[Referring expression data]
*** Block opens ***
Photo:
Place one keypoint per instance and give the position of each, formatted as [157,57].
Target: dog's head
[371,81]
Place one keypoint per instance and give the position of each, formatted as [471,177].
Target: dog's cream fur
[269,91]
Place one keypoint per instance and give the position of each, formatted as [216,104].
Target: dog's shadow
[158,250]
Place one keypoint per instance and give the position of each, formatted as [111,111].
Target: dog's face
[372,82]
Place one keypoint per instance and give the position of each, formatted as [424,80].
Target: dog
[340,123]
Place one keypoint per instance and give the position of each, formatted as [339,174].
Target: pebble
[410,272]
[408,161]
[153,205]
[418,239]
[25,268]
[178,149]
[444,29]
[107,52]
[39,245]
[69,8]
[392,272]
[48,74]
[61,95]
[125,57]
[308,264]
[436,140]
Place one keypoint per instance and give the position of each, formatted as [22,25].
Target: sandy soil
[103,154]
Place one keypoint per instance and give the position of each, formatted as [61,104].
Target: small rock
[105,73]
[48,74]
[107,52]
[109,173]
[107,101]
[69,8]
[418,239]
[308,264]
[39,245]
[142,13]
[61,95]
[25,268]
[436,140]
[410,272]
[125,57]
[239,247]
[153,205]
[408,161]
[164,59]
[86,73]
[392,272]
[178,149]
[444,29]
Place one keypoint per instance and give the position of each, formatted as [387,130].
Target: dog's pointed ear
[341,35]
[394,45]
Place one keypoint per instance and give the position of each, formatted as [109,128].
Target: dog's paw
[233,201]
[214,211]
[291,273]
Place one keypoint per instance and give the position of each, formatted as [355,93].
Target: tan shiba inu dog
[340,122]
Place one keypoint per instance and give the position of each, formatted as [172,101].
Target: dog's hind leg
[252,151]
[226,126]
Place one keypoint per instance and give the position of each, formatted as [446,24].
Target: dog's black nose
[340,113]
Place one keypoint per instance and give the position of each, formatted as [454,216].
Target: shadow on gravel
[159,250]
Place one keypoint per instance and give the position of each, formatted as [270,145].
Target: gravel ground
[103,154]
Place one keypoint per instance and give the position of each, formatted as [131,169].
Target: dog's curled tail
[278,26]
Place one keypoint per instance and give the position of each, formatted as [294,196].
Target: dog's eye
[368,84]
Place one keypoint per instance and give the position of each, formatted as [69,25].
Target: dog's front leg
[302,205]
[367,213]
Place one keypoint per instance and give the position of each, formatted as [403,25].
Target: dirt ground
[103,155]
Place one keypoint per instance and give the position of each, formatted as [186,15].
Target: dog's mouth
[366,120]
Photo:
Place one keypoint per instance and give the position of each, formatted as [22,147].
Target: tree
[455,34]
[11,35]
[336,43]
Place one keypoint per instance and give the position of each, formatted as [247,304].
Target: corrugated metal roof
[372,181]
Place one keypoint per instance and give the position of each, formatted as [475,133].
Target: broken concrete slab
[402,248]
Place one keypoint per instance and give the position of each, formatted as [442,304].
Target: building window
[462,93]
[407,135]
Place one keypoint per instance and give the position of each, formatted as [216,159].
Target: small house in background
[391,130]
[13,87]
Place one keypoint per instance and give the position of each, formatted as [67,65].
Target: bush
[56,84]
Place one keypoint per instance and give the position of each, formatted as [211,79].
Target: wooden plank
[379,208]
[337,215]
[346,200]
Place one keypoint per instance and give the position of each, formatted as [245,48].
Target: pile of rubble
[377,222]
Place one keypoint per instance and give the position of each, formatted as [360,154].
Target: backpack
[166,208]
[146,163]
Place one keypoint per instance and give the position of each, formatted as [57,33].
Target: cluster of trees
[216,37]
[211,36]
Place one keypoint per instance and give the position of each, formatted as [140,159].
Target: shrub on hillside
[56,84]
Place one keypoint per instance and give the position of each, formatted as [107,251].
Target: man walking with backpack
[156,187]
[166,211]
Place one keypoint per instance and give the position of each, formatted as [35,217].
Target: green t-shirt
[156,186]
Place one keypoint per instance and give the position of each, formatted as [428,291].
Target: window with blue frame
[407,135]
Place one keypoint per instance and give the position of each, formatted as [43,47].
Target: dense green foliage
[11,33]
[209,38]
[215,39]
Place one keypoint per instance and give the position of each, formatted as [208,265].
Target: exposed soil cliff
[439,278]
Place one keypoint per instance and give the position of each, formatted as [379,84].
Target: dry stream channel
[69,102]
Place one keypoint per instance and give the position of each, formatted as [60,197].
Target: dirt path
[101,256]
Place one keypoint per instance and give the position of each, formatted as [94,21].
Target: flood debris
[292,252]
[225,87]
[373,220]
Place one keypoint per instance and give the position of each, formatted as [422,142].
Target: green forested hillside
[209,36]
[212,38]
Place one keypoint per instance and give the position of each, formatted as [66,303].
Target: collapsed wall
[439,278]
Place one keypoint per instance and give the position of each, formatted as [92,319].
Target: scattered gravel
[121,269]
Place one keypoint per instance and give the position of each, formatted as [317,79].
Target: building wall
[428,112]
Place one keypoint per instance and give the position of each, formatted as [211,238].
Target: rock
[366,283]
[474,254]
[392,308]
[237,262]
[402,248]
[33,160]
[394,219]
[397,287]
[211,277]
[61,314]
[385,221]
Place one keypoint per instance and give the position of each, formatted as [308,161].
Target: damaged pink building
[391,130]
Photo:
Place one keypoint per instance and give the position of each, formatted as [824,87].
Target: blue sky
*** Block closes ***
EXERCISE BRIEF → Reproduce all entries. Keep them exact.

RESULT FOR THIS EXERCISE →
Photo:
Place one keypoint per instance and give the position of each, formatted as [157,57].
Target: dog's head
[371,81]
Place one keypoint per instance and give the position of each, formatted as [471,177].
Target: dog's cream fur
[269,91]
Place one keypoint per instance and give the position of each, formatted as [216,104].
Target: dog's shadow
[158,250]
Place one keypoint per instance and give the position of each, formatted as [111,111].
Target: dog's face
[372,82]
Place one keypoint per instance and give the position of each, formatted as [424,80].
Target: dog
[340,123]
Place one keypoint per instance and give the position of each, formatted as [339,174].
Target: pebble
[410,272]
[408,161]
[153,205]
[418,239]
[25,268]
[178,149]
[444,29]
[107,52]
[39,245]
[69,8]
[392,272]
[48,74]
[61,95]
[125,57]
[308,264]
[436,140]
Place one keypoint per instance and give the position of each, formatted as [22,25].
Target: sandy soil
[103,154]
Place one keypoint per instance and give the position of each, formatted as [61,104].
Target: small rock
[105,73]
[48,74]
[107,52]
[109,173]
[107,101]
[69,8]
[418,239]
[308,264]
[39,245]
[142,13]
[61,95]
[25,268]
[436,140]
[410,272]
[125,57]
[239,247]
[153,205]
[408,161]
[164,59]
[86,73]
[392,272]
[178,149]
[444,29]
Place one keypoint per instance and give the position of each, formatted as [387,130].
Target: dog's pointed ear
[341,35]
[394,45]
Place one keypoint per instance and give the position of each, formatted as [109,128].
Target: dog's paw
[233,201]
[214,211]
[291,273]
Place one keypoint per instance and give the position of each, formatted as [355,93].
Target: tan shiba inu dog
[340,122]
Place one keypoint per instance and give the position of each, formatted as [172,101].
Target: dog's hind leg
[252,151]
[226,126]
Place one keypoint per instance and give the position of each, formatted as [446,24].
Target: dog's black nose
[340,113]
Place one keypoint per instance and give the position of each, formatted as [454,216].
Target: shadow on gravel
[159,250]
Place one keypoint per instance and give the position of each, formatted as [270,145].
Target: gravel ground
[103,154]
Place one keypoint per instance and give the position of each, formatted as [131,169].
Target: dog's curled tail
[278,26]
Place one keypoint per instance and give the position of each, formatted as [294,196].
Target: dog's eye
[368,84]
Place one keypoint per instance and give the position of each, formatted as [69,25].
Target: dog's front leg
[302,205]
[367,213]
Place one keypoint per instance and give the position of each, formatted as [403,25].
Target: dirt ground
[103,155]
Place one keypoint per instance and give the position of each, formatted as [186,15].
Target: dog's mouth
[366,120]
Photo:
Place one keypoint per instance and give the position of each, formatted as [22,147].
Target: tree
[455,34]
[11,35]
[336,43]
Place one keypoint per instance and give the position of each, formatted as [247,304].
Target: corrugated metal roof
[372,181]
Place one keypoint per instance and give the position of each, formatted as [475,133].
Target: broken concrete slab
[402,248]
Place one keypoint per instance and give the position of each, formatted as [442,304].
Target: building window
[462,93]
[407,135]
Place one keypoint per instance and give the position of each, formatted as [216,159].
Target: small house in background
[391,130]
[13,87]
Place one keypoint per instance and give the position of each, formatted as [67,65].
Target: bush
[56,84]
Place one keypoint per instance and give the position of each, formatted as [211,79].
Target: wooden plank
[379,208]
[337,215]
[346,200]
Place one keypoint per instance and give the position of each, formatted as [245,48].
Target: pile of rubble
[377,222]
Place one keypoint per instance and give the position of each, formatted as [360,154].
Target: backpack
[166,208]
[146,163]
Place one keypoint per instance and give the position of each, formatted as [57,33].
Target: cluster of trees
[216,37]
[211,36]
Place one keypoint per instance and give the position of each, formatted as [140,159].
Target: shrub on hillside
[56,84]
Place one keypoint per instance and give the position of each, formatted as [107,251].
Target: man walking with backpack
[156,187]
[166,211]
Place one keypoint per instance and give the position of each, formatted as [35,217].
Target: green t-shirt
[156,186]
Place one keypoint per instance and give the position of each, formatted as [428,291].
Target: window with blue frame
[407,135]
Place one keypoint per instance and give the position of each, formatted as [43,47].
Target: dense green foliage
[11,33]
[209,38]
[215,39]
Place one keypoint per instance and give the position of each, formatted as [208,265].
Target: exposed soil cliff
[439,278]
Place one keypoint per instance and give the position of each, formatted as [379,84].
Target: dry stream channel
[69,102]
Place one keypoint per instance and give the position of each, formatted as [60,197].
Target: dirt path
[101,256]
Place one keypoint per instance and give the position of each, formatted as [94,21].
Target: flood debris
[292,252]
[225,87]
[373,220]
Place one keypoint per instance and give the position of each, formatted as [422,142].
Target: green forested hillside
[209,36]
[212,38]
Place one keypoint per instance and give the position of each, formatted as [66,303].
Target: collapsed wall
[439,278]
Place one keypoint per instance and give the position of each, formatted as [92,319].
Target: scattered gravel
[121,269]
Place one keypoint per instance and give the position of each, formatted as [317,79].
Target: building wall
[428,112]
Place one keypoint per instance and give the position of each, formatted as [211,238].
Target: rock
[366,283]
[474,254]
[392,308]
[237,262]
[402,248]
[33,160]
[394,219]
[397,287]
[211,277]
[61,314]
[385,221]
Place one keypoint per instance and give the position of each, formatted as [308,161].
Target: damaged pink building
[391,130]
Photo:
Place one keypoint per instance and give the position of each, formatted as [824,87].
Target: blue sky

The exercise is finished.